Dataset items
--------

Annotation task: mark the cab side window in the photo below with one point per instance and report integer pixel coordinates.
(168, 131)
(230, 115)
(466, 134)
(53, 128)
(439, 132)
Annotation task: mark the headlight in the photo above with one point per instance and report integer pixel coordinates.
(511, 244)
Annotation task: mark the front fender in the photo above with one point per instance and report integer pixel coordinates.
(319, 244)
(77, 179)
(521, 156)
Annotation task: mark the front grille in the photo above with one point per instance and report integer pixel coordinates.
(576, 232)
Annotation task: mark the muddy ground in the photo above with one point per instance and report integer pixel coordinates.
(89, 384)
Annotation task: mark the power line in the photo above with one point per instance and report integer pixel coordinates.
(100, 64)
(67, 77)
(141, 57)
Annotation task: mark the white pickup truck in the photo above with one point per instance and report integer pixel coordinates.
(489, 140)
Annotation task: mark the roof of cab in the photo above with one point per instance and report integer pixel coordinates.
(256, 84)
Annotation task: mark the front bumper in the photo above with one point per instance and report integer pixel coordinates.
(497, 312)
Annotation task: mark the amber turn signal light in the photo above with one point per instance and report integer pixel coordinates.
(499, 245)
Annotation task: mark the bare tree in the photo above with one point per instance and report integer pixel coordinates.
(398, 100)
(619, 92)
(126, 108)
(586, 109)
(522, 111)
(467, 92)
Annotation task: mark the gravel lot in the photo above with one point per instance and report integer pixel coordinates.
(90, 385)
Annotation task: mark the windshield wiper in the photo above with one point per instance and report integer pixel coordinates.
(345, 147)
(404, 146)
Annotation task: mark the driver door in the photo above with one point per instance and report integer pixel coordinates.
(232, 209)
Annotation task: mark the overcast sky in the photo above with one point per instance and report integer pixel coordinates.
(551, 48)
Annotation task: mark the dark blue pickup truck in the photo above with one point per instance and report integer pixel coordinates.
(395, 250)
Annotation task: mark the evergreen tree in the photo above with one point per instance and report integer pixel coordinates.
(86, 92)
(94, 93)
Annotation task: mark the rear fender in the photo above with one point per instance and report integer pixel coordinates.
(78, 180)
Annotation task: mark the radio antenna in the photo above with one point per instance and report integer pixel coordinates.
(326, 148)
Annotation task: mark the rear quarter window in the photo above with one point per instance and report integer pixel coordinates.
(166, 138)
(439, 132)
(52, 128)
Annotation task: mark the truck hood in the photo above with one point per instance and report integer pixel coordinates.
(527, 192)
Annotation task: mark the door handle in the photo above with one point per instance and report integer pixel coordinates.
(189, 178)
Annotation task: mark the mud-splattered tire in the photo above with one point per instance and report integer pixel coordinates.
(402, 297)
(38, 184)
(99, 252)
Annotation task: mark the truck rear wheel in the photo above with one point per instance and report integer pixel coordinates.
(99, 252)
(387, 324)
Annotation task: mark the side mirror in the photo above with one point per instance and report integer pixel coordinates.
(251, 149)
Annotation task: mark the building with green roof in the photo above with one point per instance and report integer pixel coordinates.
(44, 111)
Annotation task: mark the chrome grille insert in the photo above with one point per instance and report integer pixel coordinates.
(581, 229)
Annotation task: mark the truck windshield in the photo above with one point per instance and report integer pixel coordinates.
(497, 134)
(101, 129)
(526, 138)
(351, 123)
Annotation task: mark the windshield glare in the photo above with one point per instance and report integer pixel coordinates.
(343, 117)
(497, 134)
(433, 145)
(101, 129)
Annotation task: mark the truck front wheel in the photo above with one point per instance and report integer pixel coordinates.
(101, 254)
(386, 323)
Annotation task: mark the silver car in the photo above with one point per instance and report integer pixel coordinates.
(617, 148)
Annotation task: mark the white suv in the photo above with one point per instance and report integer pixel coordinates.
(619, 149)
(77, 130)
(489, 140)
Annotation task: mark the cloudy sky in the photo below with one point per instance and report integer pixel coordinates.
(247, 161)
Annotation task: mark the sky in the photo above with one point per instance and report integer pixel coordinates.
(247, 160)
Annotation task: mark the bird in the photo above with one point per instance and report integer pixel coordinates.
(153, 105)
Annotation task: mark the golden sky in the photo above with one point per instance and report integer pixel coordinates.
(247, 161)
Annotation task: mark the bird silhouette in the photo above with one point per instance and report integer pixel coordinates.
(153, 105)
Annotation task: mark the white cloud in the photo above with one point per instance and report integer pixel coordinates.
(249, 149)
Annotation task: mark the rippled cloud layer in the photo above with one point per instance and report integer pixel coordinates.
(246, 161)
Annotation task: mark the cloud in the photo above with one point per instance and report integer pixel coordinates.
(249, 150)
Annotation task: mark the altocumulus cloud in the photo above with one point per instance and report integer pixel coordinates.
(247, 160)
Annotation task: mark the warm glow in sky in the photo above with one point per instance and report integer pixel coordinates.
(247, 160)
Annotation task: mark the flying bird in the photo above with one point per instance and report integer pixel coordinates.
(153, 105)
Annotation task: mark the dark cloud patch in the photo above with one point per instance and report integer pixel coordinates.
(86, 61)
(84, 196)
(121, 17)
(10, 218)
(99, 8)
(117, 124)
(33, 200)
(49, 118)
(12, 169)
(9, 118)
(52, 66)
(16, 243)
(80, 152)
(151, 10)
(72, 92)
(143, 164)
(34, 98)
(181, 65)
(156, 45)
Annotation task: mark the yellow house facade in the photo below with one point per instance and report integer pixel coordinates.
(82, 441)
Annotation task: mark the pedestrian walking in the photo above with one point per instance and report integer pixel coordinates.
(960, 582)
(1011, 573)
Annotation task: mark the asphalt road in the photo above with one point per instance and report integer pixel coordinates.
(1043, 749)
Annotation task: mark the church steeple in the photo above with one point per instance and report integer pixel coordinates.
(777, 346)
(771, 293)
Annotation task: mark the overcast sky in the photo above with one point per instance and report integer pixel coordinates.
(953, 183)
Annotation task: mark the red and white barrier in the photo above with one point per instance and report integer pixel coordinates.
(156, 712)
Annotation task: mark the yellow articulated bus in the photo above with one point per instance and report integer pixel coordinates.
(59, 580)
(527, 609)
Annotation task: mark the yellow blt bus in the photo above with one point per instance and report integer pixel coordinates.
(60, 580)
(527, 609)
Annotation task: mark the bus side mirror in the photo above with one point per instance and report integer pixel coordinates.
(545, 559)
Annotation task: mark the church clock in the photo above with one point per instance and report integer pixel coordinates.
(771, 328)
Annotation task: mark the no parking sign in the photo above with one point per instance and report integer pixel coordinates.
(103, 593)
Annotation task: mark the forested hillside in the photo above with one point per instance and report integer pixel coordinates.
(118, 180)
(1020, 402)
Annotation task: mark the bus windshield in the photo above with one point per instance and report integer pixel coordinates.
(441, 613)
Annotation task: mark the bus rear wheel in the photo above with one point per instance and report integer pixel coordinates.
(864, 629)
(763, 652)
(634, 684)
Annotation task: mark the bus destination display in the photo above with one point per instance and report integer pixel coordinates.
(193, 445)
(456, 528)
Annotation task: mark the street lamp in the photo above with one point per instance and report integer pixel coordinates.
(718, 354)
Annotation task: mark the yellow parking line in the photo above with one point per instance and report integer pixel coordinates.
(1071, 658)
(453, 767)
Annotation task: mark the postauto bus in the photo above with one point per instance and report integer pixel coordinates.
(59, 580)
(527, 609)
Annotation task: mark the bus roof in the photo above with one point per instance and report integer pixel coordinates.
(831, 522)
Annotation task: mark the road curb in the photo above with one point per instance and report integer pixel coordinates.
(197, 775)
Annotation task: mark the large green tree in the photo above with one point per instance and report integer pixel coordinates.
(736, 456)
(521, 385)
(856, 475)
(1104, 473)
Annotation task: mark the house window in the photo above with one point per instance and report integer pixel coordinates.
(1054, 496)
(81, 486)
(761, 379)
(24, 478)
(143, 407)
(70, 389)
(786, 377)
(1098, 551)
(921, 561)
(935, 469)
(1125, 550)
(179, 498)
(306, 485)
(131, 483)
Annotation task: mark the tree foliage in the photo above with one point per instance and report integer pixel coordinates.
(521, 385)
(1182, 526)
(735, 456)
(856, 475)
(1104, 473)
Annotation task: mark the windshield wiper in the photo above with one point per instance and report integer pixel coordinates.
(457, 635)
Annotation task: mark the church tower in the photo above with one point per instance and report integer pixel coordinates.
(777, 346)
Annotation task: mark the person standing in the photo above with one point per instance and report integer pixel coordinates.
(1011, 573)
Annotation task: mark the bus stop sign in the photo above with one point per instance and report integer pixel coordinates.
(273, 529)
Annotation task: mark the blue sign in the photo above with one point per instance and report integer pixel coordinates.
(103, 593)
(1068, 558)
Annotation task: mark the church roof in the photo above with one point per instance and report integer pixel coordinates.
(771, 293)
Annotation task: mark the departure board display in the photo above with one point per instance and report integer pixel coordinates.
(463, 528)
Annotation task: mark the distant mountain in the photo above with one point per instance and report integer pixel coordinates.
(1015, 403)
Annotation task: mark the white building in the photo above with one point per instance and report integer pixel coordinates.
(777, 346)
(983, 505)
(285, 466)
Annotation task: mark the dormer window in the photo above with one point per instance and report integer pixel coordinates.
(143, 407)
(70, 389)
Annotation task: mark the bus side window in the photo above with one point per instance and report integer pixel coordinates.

--------

## PROBLEM DESCRIPTION:
Beginning at the line that holds "Annotation task: mark the blue", reproduce each line of the records above down to and including the last one.

## EXERCISE OUTPUT:
Annotation task: mark the blue sign in the photo above with one point per instance and report integer pixel coordinates.
(103, 593)
(1068, 558)
Annotation task: mark the church roof in the photo above with one point per instance and report integer pixel coordinates.
(771, 293)
Annotation task: mark the departure board display in the photo above with one point per instance and report integer pixel coordinates.
(463, 528)
Annotation task: mark the distant mountain in the photo above with one point per instance and report integer pixel coordinates.
(1015, 403)
Annotation task: mark the white building in the photo above with one point per instance and report integer pixel coordinates.
(777, 346)
(983, 505)
(285, 466)
Annotation task: mark the dormer window in the photo above with one point per instance and report integer pixel coordinates.
(143, 407)
(70, 389)
Annotation task: mark the bus side window in the photo above with one point per instance and report integer pixel coordinates.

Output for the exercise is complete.